§ **Passage provided**

<<<<

Sitting in an office with shipping orders, distribution routes and old notes taped to the wall, Bobby Reeder takes a sip from his Diet Coke before telling the story of the Geneva County earthworm farm his late grandfather started.
“He started domesticating a local worm called the wiggler—or Alabama jumper—in the early ‘40s,” Reeder said. “It was a big, active worm that released an odor when punctured, and the fish seemed to like it. He started making beds and raising wigglers in conditions conducive to growing.”
That was the foundation for Four R Farms in Slocomb, which developed a process Reeder and his family still use. Starting with a shaded area of sandy, loose soil, a mulch of peanut hulls or hay is worked into disked dirt. An irrigation system is added, followed by another layer of mulch before Reeder or his two brothers, Tony and Eugene, add young worms that are the foundation of the new worm crop.
“Then we start feeding and watering,” Reeder said, smiling. “You have to water every day it doesn’t rain. We’ll feed once, maybe twice a week or until you can’t see the feed mix on top of the soil anymore.”
The worms are fed a protein mix and occasionally some old produce. Worms are harvested four to six times a year and sold throughout the south—from Texas to North Carolina.
“We started by selling to fishermen, and then over time we branched out to bait shops,” Reeder said. “Then bait shops started making what we call jobber routes, where a truck loads bait and goes from bait shop to bait shop. Normally we’re about two steps removed from the fishermen.”
For many fishermen, a worm and cane pole introduced them to the sport. In Alabama, freshwater fishing had an economic impact of $780 million in 2011, according to a survey by the Alabama Department of Conservation and Natural Resources. The survey showed 683,000 anglers fish in Alabama (69 percent were residents, 31 percent were non-residents).
Reeder credits the bait business with helping the farm’s initial success, but after earning a doctorate in plant physiology at Texas A&M, he diversified the farm to make it stronger.
Previously, the 32-acre farm pumped out 250 million to 500 million worms, but that number dropped as the farm expanded its variety of products.
“Initially we were farmers and fish bait people,” he said. “I put in a nursery in 1980, and now that makes up about 30 percent of our business—and it’s growing.”
Even the worms pitched in to help the nursery grow. Castings (or casts) are the excrement of earthworms. Castings help aerate the soil and improve its overall structure while providing beneficial nutrients to plants.
The worm farm is a popular tour spot, including a recent visit by a group from Litchfield, Minnesota, involved in the Sister City Exchange Program with Hartford, Alabama.
With Hartford a short ride from Four R Farms, the worm farm has been part of the exchange tour for almost 20 years, said William Birdsong.
“The tours expose our northern guests to different aspects of the agricultural economy in south Alabama,” said Birdsong, an Extension specialist and Hartford-Litchfield Sister City Committee member. “Tour attendees are very interested in what’s involved in an earthworm farm. They find it intriguing.”

>>>>

§ **Exercise objective**
Extract from the earthworm farm article, word for word, everything from "Reeder credits the" down to "make it stronger.".

§ **Information shown**
<<<<

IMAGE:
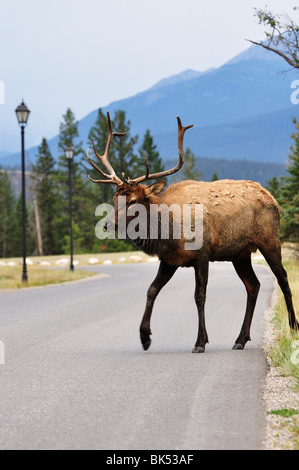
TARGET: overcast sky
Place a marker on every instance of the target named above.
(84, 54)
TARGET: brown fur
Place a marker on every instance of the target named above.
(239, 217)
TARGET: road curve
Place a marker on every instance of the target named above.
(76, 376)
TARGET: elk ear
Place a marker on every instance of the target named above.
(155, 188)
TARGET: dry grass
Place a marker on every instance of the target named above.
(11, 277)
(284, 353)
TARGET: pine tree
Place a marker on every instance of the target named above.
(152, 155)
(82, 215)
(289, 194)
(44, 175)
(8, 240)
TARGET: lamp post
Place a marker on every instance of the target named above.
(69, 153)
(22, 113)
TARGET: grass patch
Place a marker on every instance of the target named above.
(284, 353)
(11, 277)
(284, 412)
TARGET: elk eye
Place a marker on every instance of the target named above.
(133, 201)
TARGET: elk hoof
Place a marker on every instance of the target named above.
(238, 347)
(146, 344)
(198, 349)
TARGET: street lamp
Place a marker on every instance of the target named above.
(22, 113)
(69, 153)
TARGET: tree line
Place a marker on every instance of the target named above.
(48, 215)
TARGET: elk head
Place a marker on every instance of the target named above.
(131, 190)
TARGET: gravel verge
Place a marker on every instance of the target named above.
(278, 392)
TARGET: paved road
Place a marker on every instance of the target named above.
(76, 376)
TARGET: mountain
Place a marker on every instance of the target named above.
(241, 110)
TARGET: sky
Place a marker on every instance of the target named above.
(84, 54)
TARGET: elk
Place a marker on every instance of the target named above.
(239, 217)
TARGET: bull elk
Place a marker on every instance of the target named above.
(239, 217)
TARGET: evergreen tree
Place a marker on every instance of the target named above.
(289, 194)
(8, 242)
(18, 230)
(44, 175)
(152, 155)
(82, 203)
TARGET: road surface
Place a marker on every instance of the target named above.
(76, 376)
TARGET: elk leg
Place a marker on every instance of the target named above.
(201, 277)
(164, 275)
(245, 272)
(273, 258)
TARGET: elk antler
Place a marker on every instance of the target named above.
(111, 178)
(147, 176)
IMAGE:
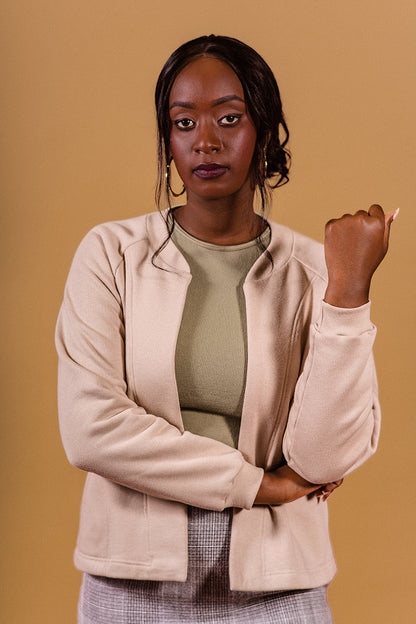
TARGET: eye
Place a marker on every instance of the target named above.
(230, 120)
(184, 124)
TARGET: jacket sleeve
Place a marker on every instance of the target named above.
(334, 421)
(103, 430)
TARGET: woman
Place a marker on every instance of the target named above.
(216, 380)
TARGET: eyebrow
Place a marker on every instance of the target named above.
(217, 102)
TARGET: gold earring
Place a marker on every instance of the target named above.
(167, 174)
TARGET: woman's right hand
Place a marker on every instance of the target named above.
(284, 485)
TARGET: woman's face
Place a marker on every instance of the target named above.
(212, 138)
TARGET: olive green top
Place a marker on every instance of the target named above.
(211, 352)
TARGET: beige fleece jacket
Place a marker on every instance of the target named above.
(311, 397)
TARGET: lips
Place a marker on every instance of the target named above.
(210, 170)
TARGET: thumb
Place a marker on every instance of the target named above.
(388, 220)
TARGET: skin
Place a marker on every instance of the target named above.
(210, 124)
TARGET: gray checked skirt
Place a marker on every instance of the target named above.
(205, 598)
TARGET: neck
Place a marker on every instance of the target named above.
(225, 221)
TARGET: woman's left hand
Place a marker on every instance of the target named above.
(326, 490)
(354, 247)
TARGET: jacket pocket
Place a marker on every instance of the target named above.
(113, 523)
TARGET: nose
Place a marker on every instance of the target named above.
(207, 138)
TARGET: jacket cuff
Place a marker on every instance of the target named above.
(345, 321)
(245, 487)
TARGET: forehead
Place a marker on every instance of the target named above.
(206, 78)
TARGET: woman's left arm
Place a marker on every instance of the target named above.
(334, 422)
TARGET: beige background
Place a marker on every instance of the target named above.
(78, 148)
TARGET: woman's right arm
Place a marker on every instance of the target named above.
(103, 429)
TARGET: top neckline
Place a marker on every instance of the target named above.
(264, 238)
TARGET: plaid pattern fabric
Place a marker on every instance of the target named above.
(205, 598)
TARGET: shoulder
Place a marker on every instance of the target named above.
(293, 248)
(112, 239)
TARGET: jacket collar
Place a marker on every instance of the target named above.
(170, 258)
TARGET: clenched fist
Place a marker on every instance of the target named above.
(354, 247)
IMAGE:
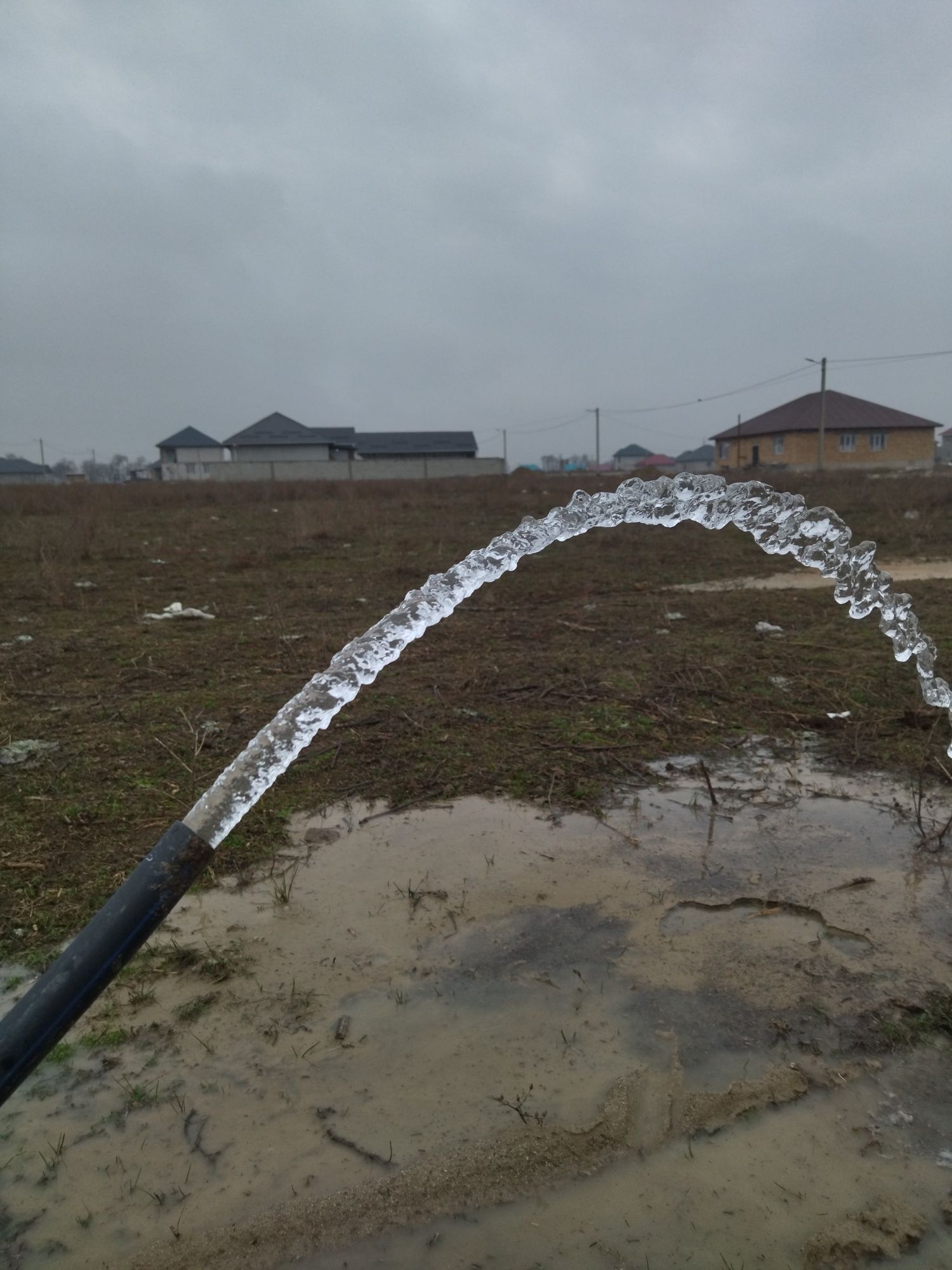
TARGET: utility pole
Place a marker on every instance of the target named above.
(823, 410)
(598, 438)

>>>>
<<<<

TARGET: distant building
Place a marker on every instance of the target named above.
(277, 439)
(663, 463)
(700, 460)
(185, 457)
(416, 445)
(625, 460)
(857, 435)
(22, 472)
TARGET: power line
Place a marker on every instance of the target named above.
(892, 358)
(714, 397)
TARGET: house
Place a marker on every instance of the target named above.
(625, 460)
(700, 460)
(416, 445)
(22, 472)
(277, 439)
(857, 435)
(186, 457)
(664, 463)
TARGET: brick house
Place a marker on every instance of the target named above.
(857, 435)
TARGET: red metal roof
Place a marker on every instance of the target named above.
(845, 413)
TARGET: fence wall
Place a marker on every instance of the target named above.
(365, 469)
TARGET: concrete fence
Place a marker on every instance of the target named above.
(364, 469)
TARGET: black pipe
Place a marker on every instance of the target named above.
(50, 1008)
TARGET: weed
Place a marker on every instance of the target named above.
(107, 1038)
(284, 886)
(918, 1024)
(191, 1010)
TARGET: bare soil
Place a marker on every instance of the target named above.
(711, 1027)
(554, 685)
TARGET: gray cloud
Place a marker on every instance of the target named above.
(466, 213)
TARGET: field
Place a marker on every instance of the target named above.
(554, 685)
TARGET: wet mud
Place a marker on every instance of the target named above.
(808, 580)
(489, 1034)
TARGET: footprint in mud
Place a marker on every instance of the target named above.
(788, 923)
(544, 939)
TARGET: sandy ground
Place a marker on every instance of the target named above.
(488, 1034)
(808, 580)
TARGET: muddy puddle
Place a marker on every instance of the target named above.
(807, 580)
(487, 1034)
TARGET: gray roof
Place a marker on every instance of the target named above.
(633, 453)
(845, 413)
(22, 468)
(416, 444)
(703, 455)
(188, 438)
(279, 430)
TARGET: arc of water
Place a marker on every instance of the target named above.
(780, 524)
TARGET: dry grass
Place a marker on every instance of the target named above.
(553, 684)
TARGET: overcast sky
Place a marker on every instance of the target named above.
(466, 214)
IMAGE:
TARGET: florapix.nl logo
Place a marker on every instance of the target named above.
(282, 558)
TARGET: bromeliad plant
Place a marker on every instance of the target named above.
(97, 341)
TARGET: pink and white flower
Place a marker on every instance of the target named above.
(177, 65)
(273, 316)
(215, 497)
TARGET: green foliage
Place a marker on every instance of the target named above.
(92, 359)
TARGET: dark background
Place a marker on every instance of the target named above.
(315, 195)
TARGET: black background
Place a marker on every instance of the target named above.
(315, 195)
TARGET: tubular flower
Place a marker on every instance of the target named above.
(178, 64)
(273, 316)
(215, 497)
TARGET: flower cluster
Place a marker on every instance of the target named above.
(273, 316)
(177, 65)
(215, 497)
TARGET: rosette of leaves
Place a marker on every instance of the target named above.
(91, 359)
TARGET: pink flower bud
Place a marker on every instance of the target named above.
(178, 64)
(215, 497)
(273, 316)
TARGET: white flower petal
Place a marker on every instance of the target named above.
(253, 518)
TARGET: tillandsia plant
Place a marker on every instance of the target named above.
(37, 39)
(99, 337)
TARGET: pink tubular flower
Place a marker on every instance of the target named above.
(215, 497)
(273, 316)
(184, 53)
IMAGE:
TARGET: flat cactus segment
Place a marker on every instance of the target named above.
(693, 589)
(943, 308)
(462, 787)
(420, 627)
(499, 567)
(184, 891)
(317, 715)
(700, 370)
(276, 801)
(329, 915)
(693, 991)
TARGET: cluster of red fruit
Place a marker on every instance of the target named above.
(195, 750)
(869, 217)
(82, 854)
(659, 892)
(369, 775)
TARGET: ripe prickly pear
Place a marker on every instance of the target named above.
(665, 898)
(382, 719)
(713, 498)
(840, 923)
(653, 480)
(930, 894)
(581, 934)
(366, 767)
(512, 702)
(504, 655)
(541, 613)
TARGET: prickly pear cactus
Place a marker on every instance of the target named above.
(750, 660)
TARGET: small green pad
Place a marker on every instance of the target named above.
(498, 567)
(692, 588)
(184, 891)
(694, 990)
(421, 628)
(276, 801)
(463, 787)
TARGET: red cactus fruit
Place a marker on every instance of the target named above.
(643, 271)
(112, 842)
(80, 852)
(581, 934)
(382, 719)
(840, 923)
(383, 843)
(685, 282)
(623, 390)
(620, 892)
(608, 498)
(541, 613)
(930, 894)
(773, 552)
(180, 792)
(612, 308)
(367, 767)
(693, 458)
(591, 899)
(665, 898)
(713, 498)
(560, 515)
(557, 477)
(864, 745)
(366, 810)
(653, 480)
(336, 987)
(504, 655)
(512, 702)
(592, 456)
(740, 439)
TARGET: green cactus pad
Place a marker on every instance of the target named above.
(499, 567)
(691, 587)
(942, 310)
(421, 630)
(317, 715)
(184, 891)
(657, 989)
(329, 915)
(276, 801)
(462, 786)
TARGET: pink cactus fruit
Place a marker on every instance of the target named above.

>>>>
<<<<

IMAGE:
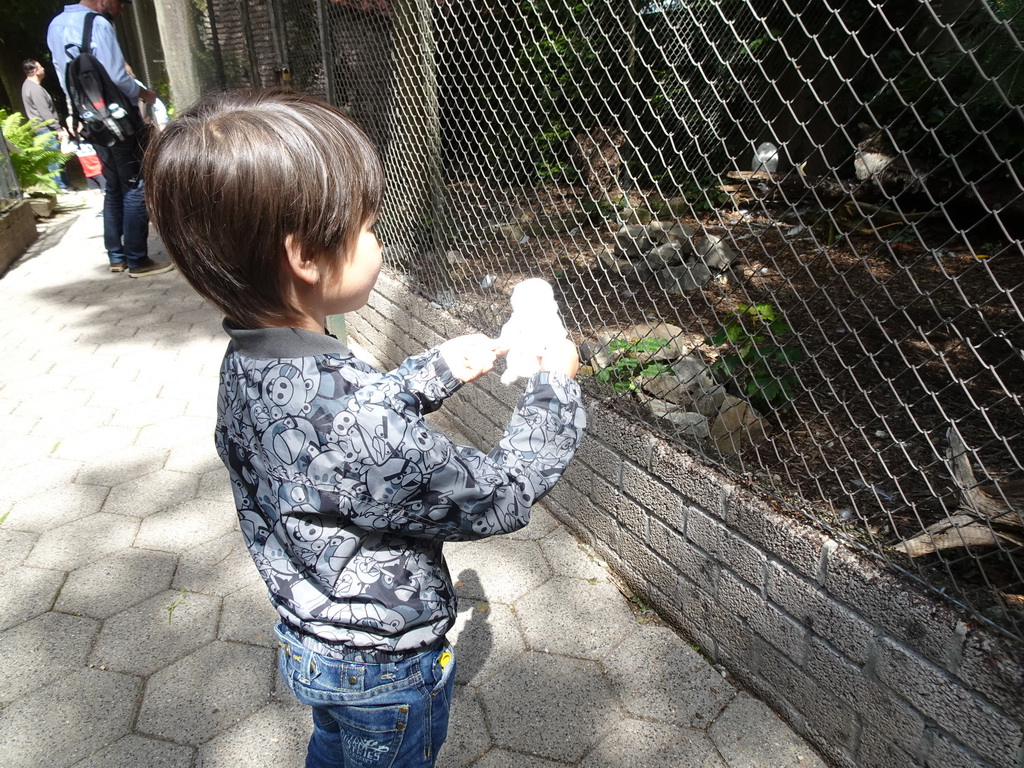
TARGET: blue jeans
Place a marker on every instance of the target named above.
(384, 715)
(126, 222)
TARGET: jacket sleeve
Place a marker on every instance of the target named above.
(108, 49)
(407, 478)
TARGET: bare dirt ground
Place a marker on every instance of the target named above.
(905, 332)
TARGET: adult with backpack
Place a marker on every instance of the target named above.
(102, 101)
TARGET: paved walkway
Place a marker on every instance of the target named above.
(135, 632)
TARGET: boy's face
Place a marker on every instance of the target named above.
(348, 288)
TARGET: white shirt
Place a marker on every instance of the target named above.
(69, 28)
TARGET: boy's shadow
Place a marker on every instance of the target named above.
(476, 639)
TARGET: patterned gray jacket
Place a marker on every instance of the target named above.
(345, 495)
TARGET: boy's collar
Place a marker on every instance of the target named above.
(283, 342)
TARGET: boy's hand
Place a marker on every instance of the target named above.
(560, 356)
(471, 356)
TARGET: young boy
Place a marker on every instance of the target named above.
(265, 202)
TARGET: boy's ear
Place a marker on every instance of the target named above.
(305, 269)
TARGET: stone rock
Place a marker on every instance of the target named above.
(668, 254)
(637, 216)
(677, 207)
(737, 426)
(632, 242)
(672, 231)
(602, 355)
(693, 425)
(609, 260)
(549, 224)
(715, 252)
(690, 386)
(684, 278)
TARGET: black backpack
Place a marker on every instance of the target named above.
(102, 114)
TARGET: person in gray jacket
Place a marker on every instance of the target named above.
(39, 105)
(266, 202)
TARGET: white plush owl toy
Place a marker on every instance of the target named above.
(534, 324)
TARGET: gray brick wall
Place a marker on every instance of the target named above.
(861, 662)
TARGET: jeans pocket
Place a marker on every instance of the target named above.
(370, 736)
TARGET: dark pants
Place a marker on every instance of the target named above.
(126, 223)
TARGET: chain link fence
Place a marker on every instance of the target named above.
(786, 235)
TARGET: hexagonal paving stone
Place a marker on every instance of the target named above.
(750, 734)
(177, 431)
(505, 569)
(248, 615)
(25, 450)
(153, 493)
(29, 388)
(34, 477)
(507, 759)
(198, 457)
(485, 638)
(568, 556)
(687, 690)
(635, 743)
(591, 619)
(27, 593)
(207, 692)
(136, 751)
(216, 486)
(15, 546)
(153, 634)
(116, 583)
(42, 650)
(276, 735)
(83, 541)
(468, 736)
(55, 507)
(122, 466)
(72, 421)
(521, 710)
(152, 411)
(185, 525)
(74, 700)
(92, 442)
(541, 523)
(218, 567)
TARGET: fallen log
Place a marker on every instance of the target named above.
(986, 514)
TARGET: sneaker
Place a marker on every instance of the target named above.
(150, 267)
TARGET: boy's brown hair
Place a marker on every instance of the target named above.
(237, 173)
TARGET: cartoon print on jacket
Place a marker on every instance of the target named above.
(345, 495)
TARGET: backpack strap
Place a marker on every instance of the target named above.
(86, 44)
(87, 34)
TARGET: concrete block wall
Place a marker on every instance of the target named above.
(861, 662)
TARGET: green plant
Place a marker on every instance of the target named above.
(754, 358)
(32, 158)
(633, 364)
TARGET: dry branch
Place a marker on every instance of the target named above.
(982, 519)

>>>>

§ **Answer space**
Reeder credits the bait business with helping the farm’s initial success, but after earning a doctorate in plant physiology at Texas A&M, he diversified the farm to make it stronger.